■ Your objective: Condense the paragraph beginning "If adopted, the draft would" in the news report below on the Iraq sanctions vote into a short bulleted list that keeps its main facts.

■ Extract:
UNITED NATIONS, May 21 (IslamOnline.net & News Agencies) – In a yet another sign of the international community’s unwillingness to give the Anglo-American "occupying power" a free hand in running Iraq, the U.N. Security Council decided late Tuesday, May 20, to postpone a voting on a U.S.-brokered draft resolution on lifting international sanctions imposed on Iraq pending further changes.

With Washington and London offering new concessions to opponents of the draft, a vote was put off until at least Thursday, May 22, reported Agence France-Presse (AFP).

"In light of some of the issues, there are some changes the co-sponsors are willing to consider," U.S. Ambassador John Negroponte admitted.

He rejected a request to set a 12-month limit to the occupation of Iraq by U.S. and British forces, with any extension requiring U.N. Security Council approval -- in effect giving a veto to war opponents France and Russia.

"We would not agree to that kind of a limitation," Negroponte said.

During Tuesday's four-hour debate, members raised numerous questions and made numerous demands for changes to the 15-page text, BBC News Online quoted diplomats as saying.

Human Rights Watch has said the draft fails to protect human rights inside Iraq and  the international financier, George Soros, says it gives excessive powers to the occupying powers.

The draft submitted on Tuesday was already a revised version of America's original text, which prompted objections by other powers last week.

If adopted, the draft would immediately lift the economic sanctions imposed on Iraq after it invaded Kuwait in August 1990 and would place Iraq's oil revenues into a development fund to be spent at the direction of the U.S.-led occupying forces.

Clarifications Needed

Neither Negroponte nor British Ambassador Jeremy Greenstock would say what further concessions would be offered to get the proposal approved, but Russian Ambassador Sergei Lavrov pointed to three questions on which his government wanted clarification.

"We also believe that we have to have an understanding of how we close the disarmament files," said Lavrov

"We think the role of the Security Council in overseeing the reconstruction of Iraq should be clear," he said.

Russia also wanted clear "criteria for phasing out some of the measures which are proposed as temporary measures" before a legitimate, internationally recognized government is established in Iraq, added the Lavrov.

"We also believe that we have to have an understanding of how we close the disarmament files," said the Russian diplomat.

He was referring to Russia's demand that the sanctions could not lifted until U.N. inspectors certified Iraq free of weapons of mass destruction, the allegation upon which the United States and Britain waged the war on Iraq without the U.N. authorization.

■ Dataset section:
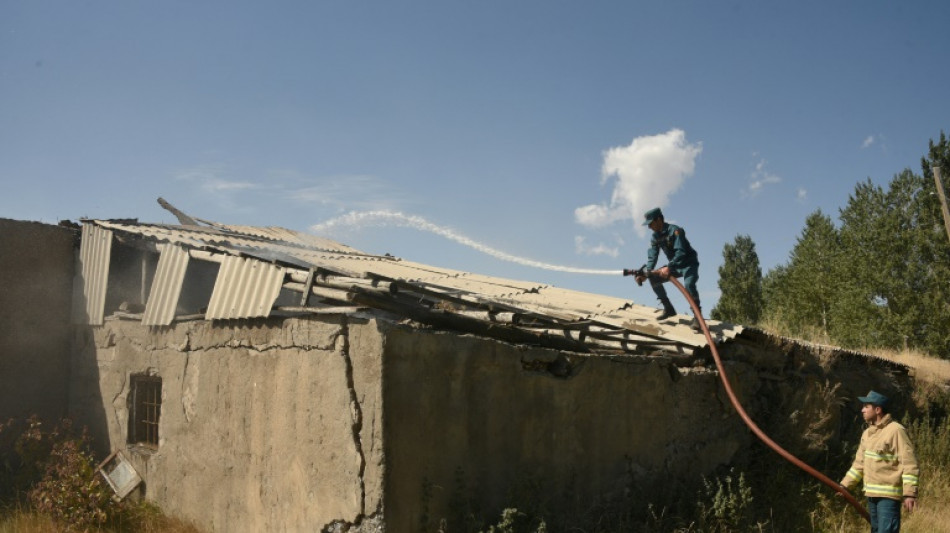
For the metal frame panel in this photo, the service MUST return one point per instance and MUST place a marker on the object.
(244, 288)
(92, 276)
(166, 286)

■ Reply to the task:
If the draft were adopted:
- The economic sanctions imposed on Iraq after it invaded Kuwait in August 1990 would be lifted immediately.
- Iraq's oil revenues would be placed into a development fund.
- The U.S.-led occupying forces would direct how that fund is spent.